= Dataset rows =
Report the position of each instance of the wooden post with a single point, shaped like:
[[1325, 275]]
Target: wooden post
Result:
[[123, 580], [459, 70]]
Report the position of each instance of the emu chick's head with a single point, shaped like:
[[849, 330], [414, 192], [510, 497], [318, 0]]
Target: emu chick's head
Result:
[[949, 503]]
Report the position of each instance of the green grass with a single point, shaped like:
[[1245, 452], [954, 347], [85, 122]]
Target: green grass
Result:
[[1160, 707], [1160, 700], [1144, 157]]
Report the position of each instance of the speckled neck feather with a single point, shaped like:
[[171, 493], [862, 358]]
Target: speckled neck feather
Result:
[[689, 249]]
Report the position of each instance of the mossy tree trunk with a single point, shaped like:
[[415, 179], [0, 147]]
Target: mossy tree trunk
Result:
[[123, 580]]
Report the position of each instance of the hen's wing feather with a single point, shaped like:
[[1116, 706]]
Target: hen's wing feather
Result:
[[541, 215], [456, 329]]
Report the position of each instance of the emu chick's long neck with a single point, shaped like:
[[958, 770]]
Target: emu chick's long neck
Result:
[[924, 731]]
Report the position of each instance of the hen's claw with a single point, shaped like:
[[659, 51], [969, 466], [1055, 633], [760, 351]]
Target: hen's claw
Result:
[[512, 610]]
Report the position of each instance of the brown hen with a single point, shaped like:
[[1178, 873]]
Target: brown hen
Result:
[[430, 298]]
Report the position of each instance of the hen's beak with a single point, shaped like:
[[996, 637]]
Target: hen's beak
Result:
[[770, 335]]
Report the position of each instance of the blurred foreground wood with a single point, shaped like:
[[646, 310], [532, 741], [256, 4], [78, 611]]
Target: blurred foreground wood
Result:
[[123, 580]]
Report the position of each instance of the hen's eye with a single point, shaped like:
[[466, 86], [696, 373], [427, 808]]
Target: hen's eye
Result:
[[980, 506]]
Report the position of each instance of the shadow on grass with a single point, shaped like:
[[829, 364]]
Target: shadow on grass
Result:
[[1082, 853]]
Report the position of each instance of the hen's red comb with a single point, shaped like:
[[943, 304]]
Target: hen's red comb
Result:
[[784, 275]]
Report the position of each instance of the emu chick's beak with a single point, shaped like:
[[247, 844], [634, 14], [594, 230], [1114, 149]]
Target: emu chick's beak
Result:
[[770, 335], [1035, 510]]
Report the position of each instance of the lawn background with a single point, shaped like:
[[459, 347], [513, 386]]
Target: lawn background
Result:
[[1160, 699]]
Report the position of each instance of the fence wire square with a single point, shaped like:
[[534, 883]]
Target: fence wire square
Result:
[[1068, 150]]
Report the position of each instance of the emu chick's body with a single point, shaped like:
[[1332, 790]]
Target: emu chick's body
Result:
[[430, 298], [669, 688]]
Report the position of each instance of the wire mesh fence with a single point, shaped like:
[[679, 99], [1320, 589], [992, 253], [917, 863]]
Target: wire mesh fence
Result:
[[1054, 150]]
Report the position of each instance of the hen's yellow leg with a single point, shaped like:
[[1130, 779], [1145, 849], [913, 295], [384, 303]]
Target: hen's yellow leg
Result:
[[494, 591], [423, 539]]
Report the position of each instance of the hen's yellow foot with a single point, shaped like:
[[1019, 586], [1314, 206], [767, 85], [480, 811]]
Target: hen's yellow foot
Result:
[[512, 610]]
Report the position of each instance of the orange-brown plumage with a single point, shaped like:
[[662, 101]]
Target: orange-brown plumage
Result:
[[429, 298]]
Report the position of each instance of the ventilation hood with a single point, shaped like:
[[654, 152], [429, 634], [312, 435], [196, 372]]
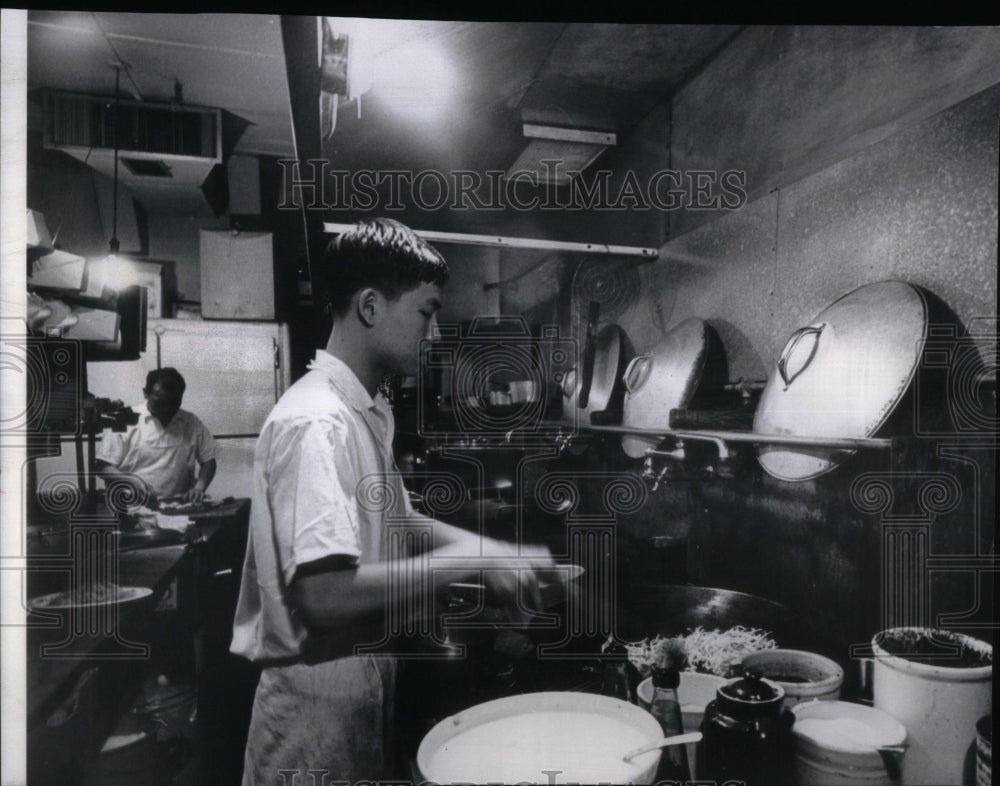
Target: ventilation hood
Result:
[[170, 157]]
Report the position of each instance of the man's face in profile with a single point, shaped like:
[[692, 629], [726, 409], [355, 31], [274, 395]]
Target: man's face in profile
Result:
[[163, 401]]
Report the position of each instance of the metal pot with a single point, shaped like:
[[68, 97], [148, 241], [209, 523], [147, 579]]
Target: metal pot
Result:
[[549, 737], [594, 386], [663, 379], [671, 610], [842, 375]]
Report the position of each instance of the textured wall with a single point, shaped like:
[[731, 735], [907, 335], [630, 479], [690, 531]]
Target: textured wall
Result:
[[782, 102], [920, 206]]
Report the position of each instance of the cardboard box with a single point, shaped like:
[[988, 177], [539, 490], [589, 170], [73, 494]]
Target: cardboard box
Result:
[[237, 275], [58, 270], [114, 274]]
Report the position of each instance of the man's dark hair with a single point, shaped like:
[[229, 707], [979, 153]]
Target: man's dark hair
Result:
[[169, 377], [380, 253]]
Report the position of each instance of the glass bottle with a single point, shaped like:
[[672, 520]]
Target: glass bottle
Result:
[[666, 708], [620, 678]]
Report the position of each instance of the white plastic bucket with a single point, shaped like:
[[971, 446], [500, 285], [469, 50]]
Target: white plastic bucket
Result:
[[938, 703], [553, 737], [835, 744]]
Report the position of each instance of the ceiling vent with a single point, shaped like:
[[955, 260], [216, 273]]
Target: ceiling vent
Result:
[[556, 154], [169, 154]]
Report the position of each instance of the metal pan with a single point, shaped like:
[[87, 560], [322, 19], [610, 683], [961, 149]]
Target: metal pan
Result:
[[595, 385], [842, 375], [663, 379]]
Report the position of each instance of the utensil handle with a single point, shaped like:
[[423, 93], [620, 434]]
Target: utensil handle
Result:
[[793, 341], [637, 372], [665, 742]]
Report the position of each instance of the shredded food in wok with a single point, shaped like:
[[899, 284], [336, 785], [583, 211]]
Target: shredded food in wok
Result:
[[707, 651]]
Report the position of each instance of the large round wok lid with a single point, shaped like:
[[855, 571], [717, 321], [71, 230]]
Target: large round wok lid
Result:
[[841, 375], [591, 386], [551, 737], [665, 378]]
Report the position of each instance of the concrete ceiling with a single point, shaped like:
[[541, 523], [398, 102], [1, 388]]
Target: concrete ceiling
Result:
[[504, 73], [596, 75]]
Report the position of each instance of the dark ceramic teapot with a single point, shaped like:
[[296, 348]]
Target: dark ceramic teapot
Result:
[[747, 734]]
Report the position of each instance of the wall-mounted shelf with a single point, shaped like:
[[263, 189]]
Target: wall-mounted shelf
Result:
[[843, 443]]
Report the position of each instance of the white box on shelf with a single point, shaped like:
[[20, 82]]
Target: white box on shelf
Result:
[[237, 275]]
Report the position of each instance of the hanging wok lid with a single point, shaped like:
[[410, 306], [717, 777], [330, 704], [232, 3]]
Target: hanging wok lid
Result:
[[665, 378], [841, 375]]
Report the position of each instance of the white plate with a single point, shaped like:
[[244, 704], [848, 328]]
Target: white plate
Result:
[[57, 601]]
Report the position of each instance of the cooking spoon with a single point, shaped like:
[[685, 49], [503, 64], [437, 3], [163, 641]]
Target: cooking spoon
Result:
[[677, 739]]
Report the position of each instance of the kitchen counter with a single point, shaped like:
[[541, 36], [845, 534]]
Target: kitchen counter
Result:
[[84, 669]]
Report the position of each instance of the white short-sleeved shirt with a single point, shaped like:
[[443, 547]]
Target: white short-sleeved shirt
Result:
[[321, 462], [165, 458]]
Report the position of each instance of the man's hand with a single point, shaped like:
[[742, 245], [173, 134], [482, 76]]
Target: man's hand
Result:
[[515, 579]]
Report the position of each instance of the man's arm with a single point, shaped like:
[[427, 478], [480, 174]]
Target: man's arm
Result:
[[341, 597], [205, 474]]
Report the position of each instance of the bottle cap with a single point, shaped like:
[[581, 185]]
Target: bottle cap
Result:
[[665, 678]]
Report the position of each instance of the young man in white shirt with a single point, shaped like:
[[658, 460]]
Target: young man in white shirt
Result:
[[319, 564]]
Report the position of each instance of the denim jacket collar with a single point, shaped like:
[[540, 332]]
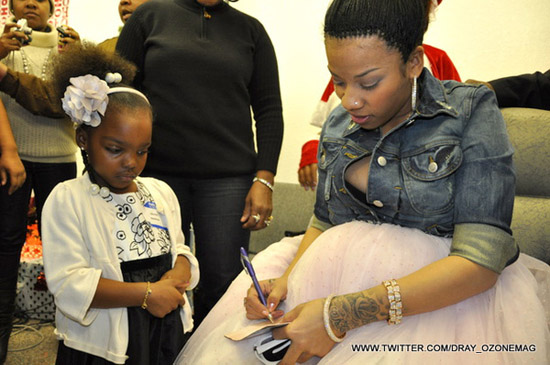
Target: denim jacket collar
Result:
[[432, 101]]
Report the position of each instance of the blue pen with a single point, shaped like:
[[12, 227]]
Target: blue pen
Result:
[[247, 265]]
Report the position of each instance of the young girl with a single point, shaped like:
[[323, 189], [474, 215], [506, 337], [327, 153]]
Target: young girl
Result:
[[12, 177], [114, 253]]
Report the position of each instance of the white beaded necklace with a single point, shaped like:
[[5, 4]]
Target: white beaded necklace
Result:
[[26, 68]]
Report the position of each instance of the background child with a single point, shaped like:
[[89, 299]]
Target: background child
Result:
[[114, 252], [12, 176]]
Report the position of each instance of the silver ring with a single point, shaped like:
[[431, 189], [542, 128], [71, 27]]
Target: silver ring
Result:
[[256, 217]]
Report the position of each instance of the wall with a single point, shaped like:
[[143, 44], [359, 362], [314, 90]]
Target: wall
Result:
[[485, 39]]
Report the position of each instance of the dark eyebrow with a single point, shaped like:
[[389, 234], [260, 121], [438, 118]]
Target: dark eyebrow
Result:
[[117, 141], [357, 76]]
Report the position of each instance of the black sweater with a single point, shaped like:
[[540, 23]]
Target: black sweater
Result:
[[528, 91], [202, 69]]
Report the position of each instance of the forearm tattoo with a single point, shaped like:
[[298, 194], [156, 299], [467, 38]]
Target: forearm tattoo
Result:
[[357, 309]]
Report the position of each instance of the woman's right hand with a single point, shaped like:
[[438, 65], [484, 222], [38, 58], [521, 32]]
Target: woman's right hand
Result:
[[165, 297], [12, 171], [275, 290]]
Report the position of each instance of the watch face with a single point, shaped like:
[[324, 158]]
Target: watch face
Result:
[[269, 350]]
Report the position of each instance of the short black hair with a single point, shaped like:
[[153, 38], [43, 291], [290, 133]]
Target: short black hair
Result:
[[80, 60], [400, 23]]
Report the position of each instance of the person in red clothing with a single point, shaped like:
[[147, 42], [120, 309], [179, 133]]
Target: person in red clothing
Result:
[[435, 59]]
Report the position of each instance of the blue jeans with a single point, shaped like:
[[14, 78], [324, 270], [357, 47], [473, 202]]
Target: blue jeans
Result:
[[42, 178], [214, 207]]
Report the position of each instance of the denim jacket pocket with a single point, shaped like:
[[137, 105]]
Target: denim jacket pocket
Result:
[[330, 148], [428, 177]]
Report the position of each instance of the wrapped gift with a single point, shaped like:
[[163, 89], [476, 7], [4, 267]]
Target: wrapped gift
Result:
[[33, 296]]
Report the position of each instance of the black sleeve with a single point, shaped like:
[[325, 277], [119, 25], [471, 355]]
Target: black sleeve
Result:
[[265, 99], [130, 45], [529, 91]]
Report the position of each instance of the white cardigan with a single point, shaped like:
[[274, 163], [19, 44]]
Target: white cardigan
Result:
[[78, 247]]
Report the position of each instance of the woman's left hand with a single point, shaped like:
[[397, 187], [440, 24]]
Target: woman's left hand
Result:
[[12, 171], [258, 204], [307, 332], [181, 271]]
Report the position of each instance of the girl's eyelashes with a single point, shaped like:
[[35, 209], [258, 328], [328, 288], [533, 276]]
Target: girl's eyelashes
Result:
[[369, 86], [113, 150]]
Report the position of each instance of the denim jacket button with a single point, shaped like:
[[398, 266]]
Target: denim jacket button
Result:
[[382, 161]]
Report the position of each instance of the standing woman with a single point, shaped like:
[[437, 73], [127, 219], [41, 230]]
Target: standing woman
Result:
[[46, 146], [204, 65]]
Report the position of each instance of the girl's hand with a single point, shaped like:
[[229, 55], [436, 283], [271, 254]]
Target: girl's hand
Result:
[[307, 332], [258, 204], [181, 272], [11, 167], [165, 297], [275, 290]]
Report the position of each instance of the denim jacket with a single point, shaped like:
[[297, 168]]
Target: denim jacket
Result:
[[447, 170]]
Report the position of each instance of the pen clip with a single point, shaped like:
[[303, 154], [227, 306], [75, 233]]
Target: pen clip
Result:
[[243, 259]]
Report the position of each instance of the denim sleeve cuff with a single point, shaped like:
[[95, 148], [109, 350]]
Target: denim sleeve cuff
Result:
[[486, 245], [319, 224]]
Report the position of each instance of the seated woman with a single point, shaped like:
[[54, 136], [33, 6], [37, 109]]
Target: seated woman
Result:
[[411, 226]]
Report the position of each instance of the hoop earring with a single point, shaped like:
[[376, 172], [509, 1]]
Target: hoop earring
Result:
[[413, 96]]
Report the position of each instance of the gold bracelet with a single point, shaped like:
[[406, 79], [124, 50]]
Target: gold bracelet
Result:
[[326, 320], [394, 297], [147, 293], [263, 181]]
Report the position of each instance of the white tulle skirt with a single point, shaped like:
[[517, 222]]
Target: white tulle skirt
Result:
[[508, 324]]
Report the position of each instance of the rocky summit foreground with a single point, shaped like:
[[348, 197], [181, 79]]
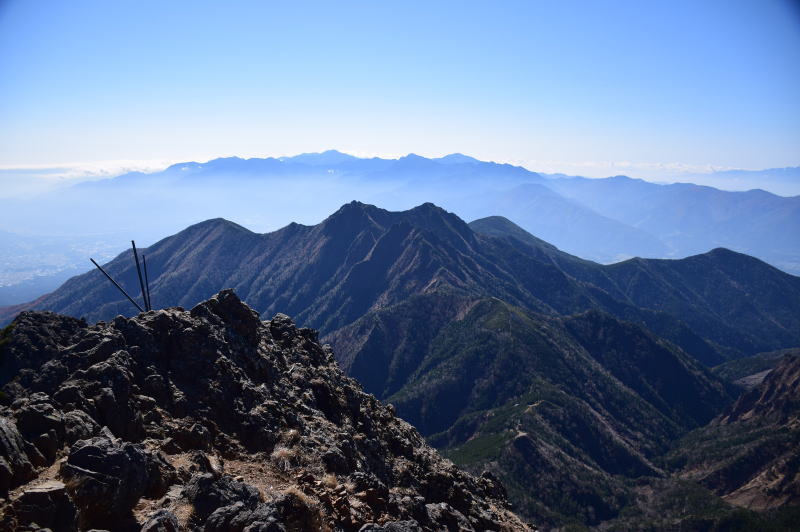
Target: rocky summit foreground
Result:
[[211, 419]]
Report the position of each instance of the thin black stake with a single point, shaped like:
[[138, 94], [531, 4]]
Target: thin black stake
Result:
[[118, 286], [147, 283], [139, 273]]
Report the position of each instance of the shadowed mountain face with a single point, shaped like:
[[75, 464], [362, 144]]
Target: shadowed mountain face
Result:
[[605, 220], [363, 258], [559, 408], [749, 455], [499, 347], [213, 420]]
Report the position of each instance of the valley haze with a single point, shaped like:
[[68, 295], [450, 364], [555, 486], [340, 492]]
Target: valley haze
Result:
[[605, 220]]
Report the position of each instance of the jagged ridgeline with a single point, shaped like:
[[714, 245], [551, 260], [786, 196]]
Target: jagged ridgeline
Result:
[[567, 379], [212, 419]]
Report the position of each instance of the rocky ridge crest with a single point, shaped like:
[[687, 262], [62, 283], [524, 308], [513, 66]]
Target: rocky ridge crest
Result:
[[211, 419]]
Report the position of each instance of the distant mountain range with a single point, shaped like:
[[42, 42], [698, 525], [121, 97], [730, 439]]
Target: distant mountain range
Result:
[[604, 220], [567, 378]]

= Problem requirements =
Express the records from the line containing "Report the position of each instance of the young girl" through the line containing "[[256, 217]]", both included, as a JSON list of strings with one string per line and blank lines left out.

= Full output =
[
  "Report the position of each instance of the young girl with a single point, shaped like:",
  "[[323, 189], [474, 215], [506, 337], [327, 153]]",
  "Target: young girl",
  "Result:",
  "[[12, 177], [114, 253]]",
  "Report the position of each instance of the white beaded necklace with a single point, shaped like:",
  "[[5, 4]]",
  "Target: white beaded necklace",
  "Result:",
  "[[26, 68]]",
  "Report the position of each instance of the background child with a single point, shaped like:",
  "[[89, 299]]",
  "Target: background child",
  "Result:",
  "[[114, 252], [12, 176]]",
  "Report the position of each instance of the silver ring with a single point, shaped like:",
  "[[431, 189], [542, 128], [71, 27]]",
  "Target: silver ring",
  "Result:",
  "[[256, 217]]"
]